***** Excerpted data *****
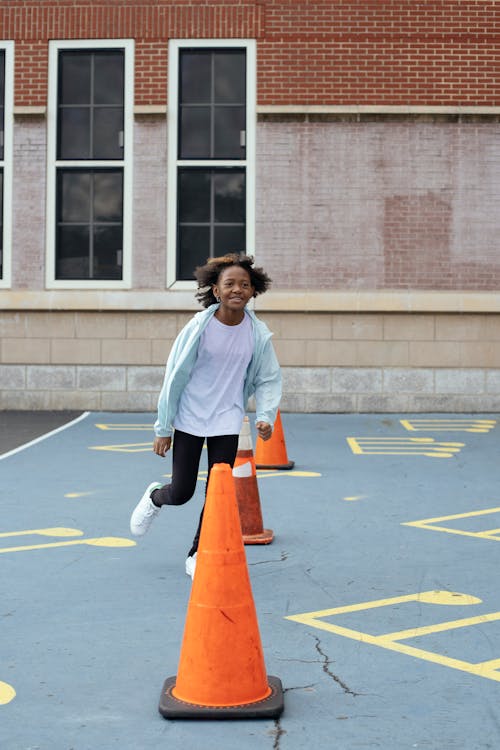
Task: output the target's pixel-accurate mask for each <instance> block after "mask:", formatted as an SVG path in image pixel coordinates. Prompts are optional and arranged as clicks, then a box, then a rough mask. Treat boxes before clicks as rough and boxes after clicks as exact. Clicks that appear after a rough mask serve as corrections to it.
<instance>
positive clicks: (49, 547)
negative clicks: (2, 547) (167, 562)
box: [0, 536, 136, 554]
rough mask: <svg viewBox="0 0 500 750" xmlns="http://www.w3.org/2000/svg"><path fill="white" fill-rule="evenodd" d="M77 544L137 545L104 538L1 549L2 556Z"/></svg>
mask: <svg viewBox="0 0 500 750" xmlns="http://www.w3.org/2000/svg"><path fill="white" fill-rule="evenodd" d="M76 544H88V545H90V546H92V547H135V545H136V543H135V542H134V541H132V539H124V538H120V537H113V536H103V537H97V538H95V539H77V540H74V541H71V542H51V543H49V544H30V545H25V546H22V547H3V548H0V554H3V553H6V552H28V551H31V550H35V549H52V548H54V547H71V546H74V545H76Z"/></svg>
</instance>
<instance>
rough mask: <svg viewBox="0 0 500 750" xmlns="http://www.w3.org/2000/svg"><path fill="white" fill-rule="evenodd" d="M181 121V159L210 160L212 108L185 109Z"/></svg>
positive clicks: (180, 138)
mask: <svg viewBox="0 0 500 750" xmlns="http://www.w3.org/2000/svg"><path fill="white" fill-rule="evenodd" d="M179 119H180V123H179V128H180V133H179V146H180V148H179V154H180V158H181V159H207V158H210V156H211V147H210V108H209V107H183V108H182V109H181V111H180V118H179Z"/></svg>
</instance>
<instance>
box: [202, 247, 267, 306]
mask: <svg viewBox="0 0 500 750" xmlns="http://www.w3.org/2000/svg"><path fill="white" fill-rule="evenodd" d="M253 262H254V261H253V257H252V256H251V255H245V254H244V253H227V255H222V256H221V257H219V258H209V259H208V260H207V262H206V263H205V265H204V266H198V267H197V268H196V269H195V272H194V275H195V278H196V281H197V282H198V291H197V293H196V299H197V300H198V301H199V302H201V304H202V305H203V307H210V305H213V304H214V303H215V302H217V300H216V299H215V296H214V293H213V286H214V284H217V282H218V280H219V276H220V275H221V273H222V272H223V271H225V270H226V268H230V267H231V266H240V268H244V269H245V271H247V273H248V275H249V276H250V282H251V284H252V286H253V288H254V293H253V296H254V297H256V296H257V295H258V294H262V293H263V292H265V291H266V290H267V289H268V288H269V286H270V284H271V279H270V278H269V276H268V275H267V273H266V272H265V271H264V270H263V269H262V268H255V267H254V265H253Z"/></svg>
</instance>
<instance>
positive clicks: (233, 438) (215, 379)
mask: <svg viewBox="0 0 500 750" xmlns="http://www.w3.org/2000/svg"><path fill="white" fill-rule="evenodd" d="M253 262H254V261H253V258H252V257H251V256H247V255H243V254H240V255H239V254H236V253H231V254H228V255H224V256H223V257H221V258H212V259H210V260H209V261H208V262H207V263H206V264H205V265H204V266H201V267H198V268H197V269H196V271H195V277H196V280H197V282H198V292H197V293H196V298H197V299H198V300H199V301H200V302H201V304H202V305H203V306H204V307H205V308H206V309H205V310H203V311H202V312H199V313H197V314H196V315H195V316H194V317H193V318H192V319H191V320H190V321H189V323H188V324H187V325H186V326H185V327H184V328H183V329H182V331H181V332H180V333H179V335H178V336H177V338H176V340H175V342H174V345H173V347H172V350H171V352H170V355H169V357H168V361H167V366H166V370H165V379H164V382H163V387H162V389H161V392H160V396H159V399H158V418H157V420H156V422H155V425H154V431H155V435H156V437H155V440H154V445H153V450H154V452H155V453H156V454H157V455H158V456H163V457H164V456H165V455H166V453H167V451H168V450H170V446H171V443H172V433H173V434H174V442H173V458H172V481H171V483H170V484H166V485H164V486H162V485H161V484H159V483H158V482H153V483H152V484H150V485H149V486H148V487H147V488H146V491H145V492H144V495H143V496H142V498H141V499H140V501H139V503H138V504H137V506H136V508H135V510H134V512H133V513H132V517H131V519H130V530H131V532H132V534H134V535H135V536H142V535H143V534H145V533H146V531H147V530H148V529H149V527H150V525H151V523H152V522H153V520H154V519H155V518H156V516H157V515H158V513H159V512H160V509H161V507H162V506H163V505H182V504H184V503H186V502H187V501H188V500H190V499H191V497H192V496H193V494H194V491H195V489H196V481H197V477H198V467H199V463H200V456H201V450H202V448H203V443H204V441H205V438H206V440H207V451H208V477H207V486H208V478H209V477H210V470H211V468H212V466H213V465H214V464H216V463H227V464H229V465H230V466H231V467H232V466H233V464H234V461H235V458H236V452H237V450H238V438H239V433H240V430H241V426H242V423H243V417H244V414H245V408H246V404H247V401H248V399H249V397H250V396H252V395H254V396H255V403H256V421H255V426H256V428H257V432H258V434H259V436H260V437H261V438H262V439H263V440H269V438H270V437H271V435H272V431H273V425H274V420H275V417H276V412H277V410H278V406H279V402H280V399H281V371H280V367H279V364H278V361H277V359H276V355H275V353H274V349H273V345H272V343H271V335H272V334H271V332H270V331H269V329H268V328H267V326H266V325H265V324H264V323H263V322H262V321H260V320H259V319H258V318H257V317H256V315H255V314H254V313H253V312H252V311H250V310H248V309H247V307H246V305H247V303H248V302H249V301H250V300H251V299H252V297H256V296H257V295H258V294H262V293H263V292H265V291H266V290H267V289H268V287H269V285H270V283H271V279H270V278H269V277H268V276H267V274H266V273H265V272H264V271H263V269H262V268H255V267H254V265H253ZM205 492H206V490H205ZM202 518H203V510H202V512H201V516H200V523H199V525H198V530H197V532H196V535H195V538H194V541H193V545H192V547H191V549H190V551H189V553H188V557H187V560H186V573H187V574H188V575H190V576H191V577H193V575H194V569H195V566H196V551H197V549H198V541H199V535H200V530H201V522H202Z"/></svg>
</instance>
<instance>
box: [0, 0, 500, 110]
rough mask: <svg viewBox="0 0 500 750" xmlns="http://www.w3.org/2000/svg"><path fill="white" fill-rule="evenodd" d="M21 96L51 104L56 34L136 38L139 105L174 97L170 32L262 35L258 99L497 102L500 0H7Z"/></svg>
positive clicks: (10, 35) (9, 35) (10, 33)
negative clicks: (52, 79) (167, 68)
mask: <svg viewBox="0 0 500 750" xmlns="http://www.w3.org/2000/svg"><path fill="white" fill-rule="evenodd" d="M0 33H1V36H2V38H3V39H11V40H14V41H16V79H15V88H16V93H15V102H16V104H17V105H19V106H22V105H44V104H45V103H46V97H47V91H46V87H47V42H48V40H49V39H75V38H85V39H88V38H90V39H92V38H134V39H136V103H137V104H165V102H166V72H167V50H166V40H168V39H169V38H177V39H178V38H217V37H224V38H255V39H257V40H258V103H259V104H302V105H305V104H392V105H394V104H422V105H424V104H425V105H500V76H498V70H499V68H500V5H499V3H498V2H496V0H425V2H415V0H390V1H388V2H382V0H349V1H348V0H335V1H333V0H212V1H211V2H207V0H172V1H168V0H149V1H148V0H141V1H140V0H57V1H56V0H3V2H2V3H1V4H0Z"/></svg>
*****
→ Exercise objective:
Retype the listing verbatim, minus every image.

→ Your solution:
Task: output the target's pixel-accurate mask for each <instance> block after "mask:", formatted as an SVG path in image pixel coordinates. Prompts are optional and arranged as clicks, then a box, then a rough mask. Treat boxes before clicks as rough and boxes after clicks as exact. Clicks that appear after a rough mask serve as corrections to it.
<instance>
positive clicks: (49, 547)
negative clicks: (2, 547) (167, 562)
box: [0, 536, 136, 554]
rough mask: <svg viewBox="0 0 500 750" xmlns="http://www.w3.org/2000/svg"><path fill="white" fill-rule="evenodd" d="M77 544L137 545L104 538L1 549L2 556Z"/></svg>
mask: <svg viewBox="0 0 500 750" xmlns="http://www.w3.org/2000/svg"><path fill="white" fill-rule="evenodd" d="M76 544H88V545H90V546H92V547H135V545H136V543H135V542H134V541H132V539H124V538H120V537H113V536H103V537H97V538H95V539H77V540H74V541H71V542H51V543H49V544H30V545H25V546H22V547H3V548H0V554H3V553H6V552H28V551H31V550H35V549H52V548H54V547H71V546H74V545H76Z"/></svg>
</instance>
<instance>
rough mask: <svg viewBox="0 0 500 750" xmlns="http://www.w3.org/2000/svg"><path fill="white" fill-rule="evenodd" d="M181 121V159L210 160L212 108L185 109Z"/></svg>
positive clicks: (180, 138)
mask: <svg viewBox="0 0 500 750" xmlns="http://www.w3.org/2000/svg"><path fill="white" fill-rule="evenodd" d="M179 119H180V123H179V128H180V133H179V146H180V148H179V154H180V158H181V159H207V158H210V156H211V147H210V108H209V107H183V108H182V109H181V111H180V118H179Z"/></svg>
</instance>
<instance>
box: [202, 247, 267, 306]
mask: <svg viewBox="0 0 500 750" xmlns="http://www.w3.org/2000/svg"><path fill="white" fill-rule="evenodd" d="M253 262H254V261H253V257H252V256H251V255H245V254H244V253H227V255H222V256H221V257H219V258H209V259H208V260H207V262H206V263H205V265H204V266H198V267H197V268H196V269H195V272H194V275H195V278H196V281H197V282H198V291H197V293H196V299H197V300H198V301H199V302H201V304H202V305H203V307H210V305H213V304H214V303H215V302H217V300H216V299H215V296H214V293H213V286H214V284H217V282H218V280H219V276H220V275H221V273H222V272H223V271H225V270H226V268H230V267H231V266H240V268H244V269H245V271H247V273H248V275H249V276H250V282H251V284H252V286H253V288H254V293H253V296H254V297H256V296H257V295H258V294H262V293H263V292H265V291H266V290H267V289H268V288H269V286H270V284H271V279H270V278H269V276H268V275H267V273H266V272H265V271H264V270H263V269H262V268H255V267H254V265H253Z"/></svg>
</instance>
<instance>
positive clicks: (233, 438) (215, 379)
mask: <svg viewBox="0 0 500 750" xmlns="http://www.w3.org/2000/svg"><path fill="white" fill-rule="evenodd" d="M253 262H254V261H253V258H252V257H251V256H247V255H243V254H240V255H239V254H236V253H231V254H228V255H224V256H223V257H221V258H212V259H210V260H209V261H208V262H207V263H206V264H205V265H204V266H201V267H198V268H197V269H196V271H195V277H196V280H197V282H198V292H197V293H196V298H197V299H198V300H199V301H200V302H201V304H202V305H203V306H204V307H205V308H206V309H205V310H203V311H202V312H199V313H197V314H196V315H195V316H194V317H193V318H192V319H191V320H190V321H189V323H188V324H187V325H186V326H185V327H184V328H183V329H182V331H181V332H180V333H179V335H178V336H177V338H176V340H175V342H174V345H173V347H172V350H171V352H170V355H169V357H168V361H167V366H166V370H165V379H164V382H163V387H162V389H161V392H160V396H159V399H158V418H157V420H156V422H155V425H154V431H155V435H156V437H155V440H154V445H153V450H154V452H155V453H156V454H157V455H158V456H163V457H164V456H165V455H166V453H167V451H168V450H170V446H171V443H172V433H173V434H174V442H173V458H172V481H171V483H170V484H166V485H164V486H162V485H161V484H159V483H158V482H153V483H152V484H150V485H149V486H148V487H147V488H146V491H145V492H144V495H143V496H142V498H141V499H140V501H139V503H138V504H137V506H136V508H135V510H134V512H133V513H132V517H131V519H130V530H131V532H132V534H134V535H135V536H142V535H143V534H145V533H146V531H147V530H148V529H149V527H150V525H151V523H152V522H153V520H154V519H155V518H156V516H157V515H158V513H159V512H160V509H161V507H162V506H163V505H182V504H184V503H186V502H187V501H188V500H190V499H191V497H192V496H193V494H194V491H195V489H196V481H197V477H198V467H199V463H200V456H201V450H202V448H203V443H204V441H205V438H206V440H207V451H208V477H207V486H208V478H209V477H210V470H211V468H212V466H213V465H214V464H216V463H227V464H229V465H230V466H231V467H232V466H233V464H234V461H235V458H236V452H237V450H238V438H239V433H240V430H241V426H242V423H243V417H244V414H245V408H246V404H247V401H248V399H249V397H250V396H252V395H254V396H255V403H256V421H255V426H256V428H257V432H258V434H259V436H260V437H261V438H262V439H263V440H269V438H270V437H271V435H272V431H273V425H274V420H275V417H276V412H277V410H278V406H279V402H280V399H281V371H280V367H279V364H278V361H277V359H276V355H275V353H274V349H273V345H272V343H271V335H272V334H271V332H270V331H269V329H268V328H267V326H266V325H265V324H264V323H263V322H262V321H260V320H259V319H258V318H257V317H256V315H255V314H254V313H253V312H252V311H250V310H248V309H247V307H246V305H247V303H248V302H249V301H250V300H251V299H252V297H256V296H257V295H258V294H262V293H263V292H265V291H266V290H267V289H268V287H269V285H270V283H271V279H270V278H269V277H268V276H267V274H266V273H265V272H264V271H263V269H262V268H255V267H254V265H253ZM205 492H206V490H205ZM202 518H203V510H202V512H201V516H200V523H199V525H198V530H197V532H196V535H195V538H194V541H193V545H192V547H191V549H190V551H189V553H188V557H187V560H186V573H187V574H188V575H190V576H191V577H193V575H194V569H195V566H196V551H197V549H198V541H199V535H200V530H201V522H202Z"/></svg>
</instance>
<instance>
box: [0, 0, 500, 110]
rough mask: <svg viewBox="0 0 500 750" xmlns="http://www.w3.org/2000/svg"><path fill="white" fill-rule="evenodd" d="M21 96L51 104L56 34L136 38L139 105L174 97L170 32L262 35L258 99L497 102L500 0H7Z"/></svg>
positive clicks: (10, 35) (9, 35) (10, 33)
negative clicks: (52, 79) (167, 68)
mask: <svg viewBox="0 0 500 750" xmlns="http://www.w3.org/2000/svg"><path fill="white" fill-rule="evenodd" d="M0 33H1V36H2V38H3V39H11V40H14V41H16V79H15V88H16V93H15V102H16V104H17V105H19V106H22V105H44V104H45V103H46V97H47V91H46V87H47V42H48V40H49V39H75V38H85V39H88V38H90V39H92V38H134V39H136V103H137V104H165V102H166V72H167V50H166V40H168V39H169V38H177V39H178V38H217V37H224V38H255V39H257V40H258V103H259V104H302V105H305V104H392V105H394V104H422V105H424V104H425V105H500V76H498V70H499V68H500V5H499V3H498V2H496V0H425V2H415V0H390V1H388V2H382V0H349V1H348V0H335V1H333V0H212V1H211V2H207V0H172V1H168V0H149V1H148V0H141V1H140V0H57V1H56V0H3V2H2V3H1V4H0Z"/></svg>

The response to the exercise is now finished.